___ EXCERPTED RECORDS

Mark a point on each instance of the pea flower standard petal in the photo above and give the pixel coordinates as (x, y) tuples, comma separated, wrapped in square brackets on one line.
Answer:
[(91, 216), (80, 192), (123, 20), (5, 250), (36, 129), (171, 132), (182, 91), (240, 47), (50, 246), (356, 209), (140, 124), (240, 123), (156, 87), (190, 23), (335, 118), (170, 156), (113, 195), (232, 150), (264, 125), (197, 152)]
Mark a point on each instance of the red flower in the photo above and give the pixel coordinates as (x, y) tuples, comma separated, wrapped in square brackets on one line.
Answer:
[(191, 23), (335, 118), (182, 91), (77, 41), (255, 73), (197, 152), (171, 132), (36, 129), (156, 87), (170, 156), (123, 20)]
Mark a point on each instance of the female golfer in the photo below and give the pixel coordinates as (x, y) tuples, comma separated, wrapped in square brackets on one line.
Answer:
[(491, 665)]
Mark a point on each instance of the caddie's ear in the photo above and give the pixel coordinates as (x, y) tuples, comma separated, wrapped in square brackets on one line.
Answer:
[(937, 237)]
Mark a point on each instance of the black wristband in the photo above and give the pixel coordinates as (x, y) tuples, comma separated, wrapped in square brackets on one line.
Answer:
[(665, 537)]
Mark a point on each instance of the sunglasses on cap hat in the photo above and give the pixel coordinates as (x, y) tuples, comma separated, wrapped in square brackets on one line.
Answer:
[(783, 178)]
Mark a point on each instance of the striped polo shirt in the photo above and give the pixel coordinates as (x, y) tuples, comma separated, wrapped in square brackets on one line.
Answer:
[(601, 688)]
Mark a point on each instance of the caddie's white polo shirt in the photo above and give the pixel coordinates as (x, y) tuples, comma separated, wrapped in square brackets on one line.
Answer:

______

**STATED TASK**
Reproduce every entry above word for word, without changing anything.

**OUTPUT FOR THIS TASK**
Mark a point on each instance of the pea flower standard petal in the photo above and give the pixel coordinates as (x, y) tuples, comma separated, wrapped in square brackets on one line.
Answer:
[(91, 216), (80, 192), (123, 20), (5, 250), (36, 129), (171, 132), (182, 91), (240, 47), (50, 246), (356, 209), (140, 124), (240, 123), (156, 87), (190, 23), (335, 118), (170, 156), (113, 195), (232, 150), (264, 125), (197, 152)]
Mark a point on each instance of the red flower in the photo above and give the pixel coordinates as (x, y) tuples, comma separated, wrapped in square brackets on one line.
Answer:
[(191, 23), (335, 118), (182, 91), (77, 41), (255, 73), (197, 152), (171, 132), (36, 129), (156, 87), (170, 156), (123, 20)]
Mark a point on each instance of the female golfer in the photo below and give the pixel coordinates as (x, y) tuples, comma separated, wrapped in square brackets on one line.
Answer:
[(491, 665)]
Mark a point on each instance of the caddie's ear in the photo above and give the pixel coordinates as (x, y) tuples, comma separated, wrapped in square brackets on one line.
Answer:
[(937, 237)]
Mark a point on each instance of the black wristband in the photo above and give the pixel coordinates as (x, y) tuples, comma separated, wrapped in square brackets on one line.
Answer:
[(665, 537)]
Mark a point on each instance of the sunglasses on cap hat in the photo above and give the pixel coordinates as (x, y) tuples, comma separated, wrapped in square brackets on one line.
Answer:
[(783, 178)]
Mark a point on each instance of the striped polo shirt in the photo above and give the pixel coordinates as (x, y) tuples, comma separated, wrapped in square brackets on one line.
Answer:
[(601, 688)]
Mark a point on each instance of the caddie's white polo shirt in the photo above and give the pixel coordinates as (x, y) tuples, comma separated, wrapped in square brackets on one line.
Answer:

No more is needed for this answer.